Your instructions | Show every line of the records below that contains the string "shrub", and note that case counts.

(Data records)
>> START
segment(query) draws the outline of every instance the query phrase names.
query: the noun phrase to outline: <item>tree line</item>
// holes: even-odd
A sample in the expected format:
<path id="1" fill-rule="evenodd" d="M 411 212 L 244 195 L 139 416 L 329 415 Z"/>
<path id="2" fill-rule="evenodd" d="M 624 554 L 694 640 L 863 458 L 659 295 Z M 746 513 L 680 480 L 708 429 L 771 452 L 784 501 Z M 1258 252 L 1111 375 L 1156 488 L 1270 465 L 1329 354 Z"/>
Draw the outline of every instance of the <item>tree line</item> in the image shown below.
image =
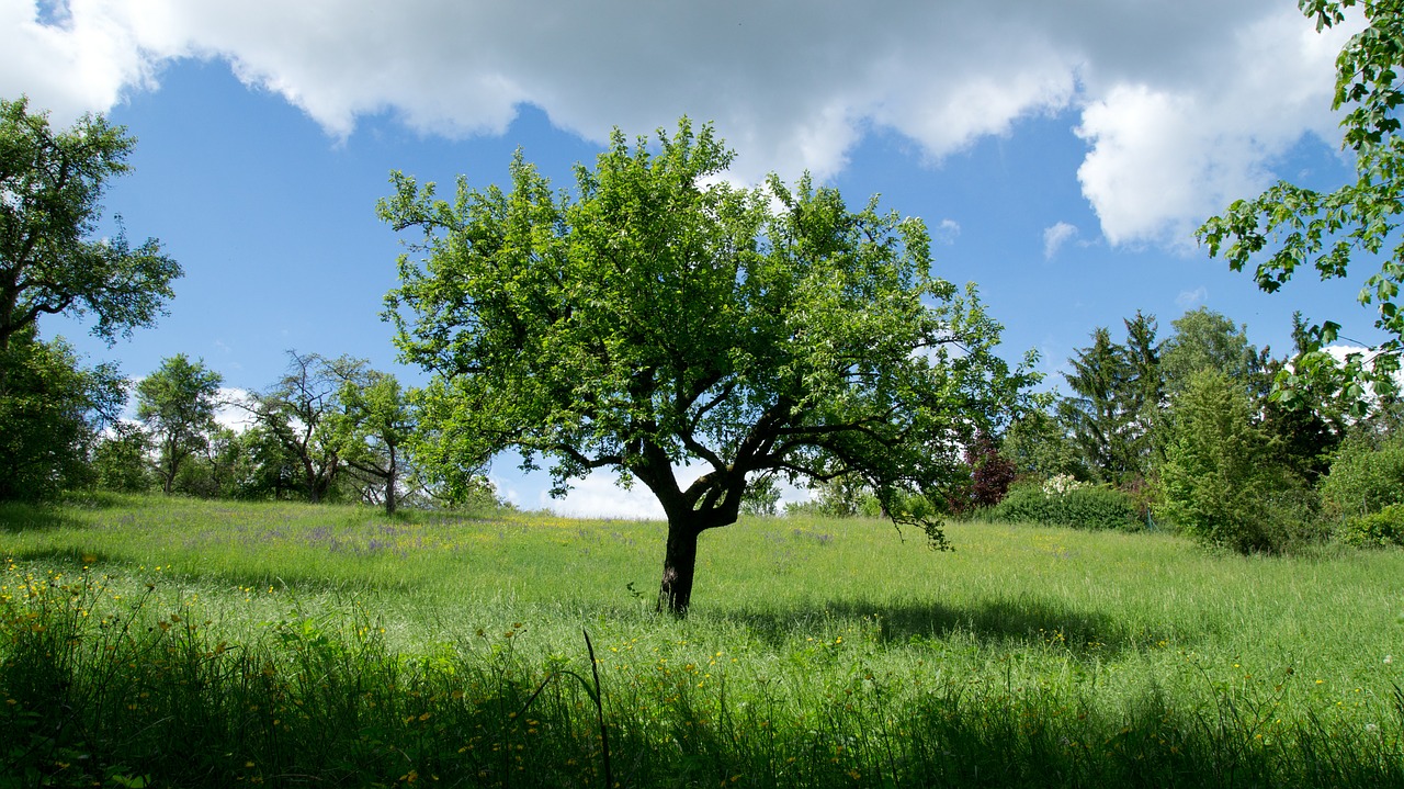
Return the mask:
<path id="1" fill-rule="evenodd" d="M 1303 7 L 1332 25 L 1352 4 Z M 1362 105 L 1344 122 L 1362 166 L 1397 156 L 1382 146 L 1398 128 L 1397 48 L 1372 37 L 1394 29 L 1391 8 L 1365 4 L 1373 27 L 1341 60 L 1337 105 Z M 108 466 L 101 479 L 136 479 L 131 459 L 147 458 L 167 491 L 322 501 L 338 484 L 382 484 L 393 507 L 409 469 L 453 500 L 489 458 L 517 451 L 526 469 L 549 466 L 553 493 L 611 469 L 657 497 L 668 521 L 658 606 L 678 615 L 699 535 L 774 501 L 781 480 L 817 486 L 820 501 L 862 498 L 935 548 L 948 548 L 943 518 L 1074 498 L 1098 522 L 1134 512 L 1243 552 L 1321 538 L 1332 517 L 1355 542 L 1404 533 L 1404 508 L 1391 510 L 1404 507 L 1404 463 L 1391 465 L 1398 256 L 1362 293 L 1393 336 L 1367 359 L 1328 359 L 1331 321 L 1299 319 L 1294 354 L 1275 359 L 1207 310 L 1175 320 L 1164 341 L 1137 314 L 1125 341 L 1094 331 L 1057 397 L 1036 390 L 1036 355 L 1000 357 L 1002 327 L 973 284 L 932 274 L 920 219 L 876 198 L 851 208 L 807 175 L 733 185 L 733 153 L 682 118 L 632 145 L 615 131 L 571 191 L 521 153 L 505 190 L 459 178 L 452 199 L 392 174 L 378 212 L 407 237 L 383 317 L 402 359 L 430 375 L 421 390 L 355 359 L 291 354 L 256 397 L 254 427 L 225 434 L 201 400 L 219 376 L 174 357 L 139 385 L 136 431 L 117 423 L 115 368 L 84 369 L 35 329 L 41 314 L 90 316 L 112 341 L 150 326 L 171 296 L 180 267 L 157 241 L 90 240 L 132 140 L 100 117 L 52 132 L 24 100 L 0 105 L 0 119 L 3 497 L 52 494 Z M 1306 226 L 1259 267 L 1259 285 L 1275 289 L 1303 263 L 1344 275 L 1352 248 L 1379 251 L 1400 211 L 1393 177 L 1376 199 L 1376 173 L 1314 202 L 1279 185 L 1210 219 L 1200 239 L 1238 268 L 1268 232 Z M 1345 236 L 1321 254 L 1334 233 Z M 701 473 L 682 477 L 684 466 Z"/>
>> END
>> START
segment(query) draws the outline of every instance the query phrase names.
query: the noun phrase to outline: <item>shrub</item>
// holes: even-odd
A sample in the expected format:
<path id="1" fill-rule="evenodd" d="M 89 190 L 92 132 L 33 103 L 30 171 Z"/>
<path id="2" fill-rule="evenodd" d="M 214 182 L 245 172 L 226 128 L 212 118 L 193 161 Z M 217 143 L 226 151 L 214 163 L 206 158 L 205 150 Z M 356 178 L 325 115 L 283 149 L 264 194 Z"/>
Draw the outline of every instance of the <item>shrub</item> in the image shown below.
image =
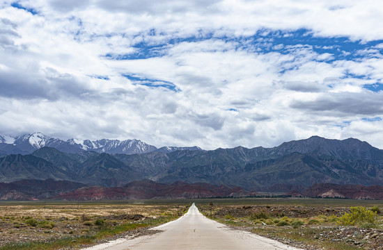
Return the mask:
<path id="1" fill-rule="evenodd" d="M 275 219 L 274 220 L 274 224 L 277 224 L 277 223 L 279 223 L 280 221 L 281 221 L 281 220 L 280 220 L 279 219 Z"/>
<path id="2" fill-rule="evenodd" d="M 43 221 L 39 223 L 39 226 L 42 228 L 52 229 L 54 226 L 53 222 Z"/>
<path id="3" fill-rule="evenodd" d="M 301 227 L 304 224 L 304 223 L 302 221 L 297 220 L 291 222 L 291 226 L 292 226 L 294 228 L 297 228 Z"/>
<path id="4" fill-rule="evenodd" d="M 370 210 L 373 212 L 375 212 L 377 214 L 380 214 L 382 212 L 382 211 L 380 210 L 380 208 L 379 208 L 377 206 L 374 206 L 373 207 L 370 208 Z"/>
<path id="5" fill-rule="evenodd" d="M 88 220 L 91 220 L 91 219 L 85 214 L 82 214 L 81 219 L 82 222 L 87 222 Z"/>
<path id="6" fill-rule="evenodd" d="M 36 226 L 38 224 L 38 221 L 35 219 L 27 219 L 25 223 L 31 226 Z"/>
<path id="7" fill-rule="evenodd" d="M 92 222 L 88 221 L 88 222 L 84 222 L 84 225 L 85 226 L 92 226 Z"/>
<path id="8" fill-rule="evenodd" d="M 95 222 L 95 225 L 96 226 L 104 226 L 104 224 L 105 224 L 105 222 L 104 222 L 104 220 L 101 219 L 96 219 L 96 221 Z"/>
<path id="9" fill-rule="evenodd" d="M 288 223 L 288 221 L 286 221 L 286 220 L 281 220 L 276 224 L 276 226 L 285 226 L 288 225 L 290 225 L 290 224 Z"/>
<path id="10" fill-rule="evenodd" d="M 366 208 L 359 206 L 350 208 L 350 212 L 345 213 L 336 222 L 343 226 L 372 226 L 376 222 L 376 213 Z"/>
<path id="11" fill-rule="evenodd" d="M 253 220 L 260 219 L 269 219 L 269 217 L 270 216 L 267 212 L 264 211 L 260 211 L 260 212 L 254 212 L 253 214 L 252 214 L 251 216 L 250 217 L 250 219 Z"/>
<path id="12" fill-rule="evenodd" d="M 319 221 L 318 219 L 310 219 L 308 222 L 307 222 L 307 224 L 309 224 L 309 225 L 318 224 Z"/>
>> END
>> START
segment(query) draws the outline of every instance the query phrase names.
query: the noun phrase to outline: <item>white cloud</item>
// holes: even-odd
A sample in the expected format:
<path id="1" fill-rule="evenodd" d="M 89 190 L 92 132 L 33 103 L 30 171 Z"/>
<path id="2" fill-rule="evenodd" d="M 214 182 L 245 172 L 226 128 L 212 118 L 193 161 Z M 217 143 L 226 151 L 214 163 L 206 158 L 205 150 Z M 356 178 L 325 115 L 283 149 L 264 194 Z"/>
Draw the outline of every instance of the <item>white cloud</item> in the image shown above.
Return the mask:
>> END
Answer to the exercise |
query: the noun phrase to outline: <item>shrub</item>
Draw the outline of every instance of the <item>shrub</item> in the image shown below.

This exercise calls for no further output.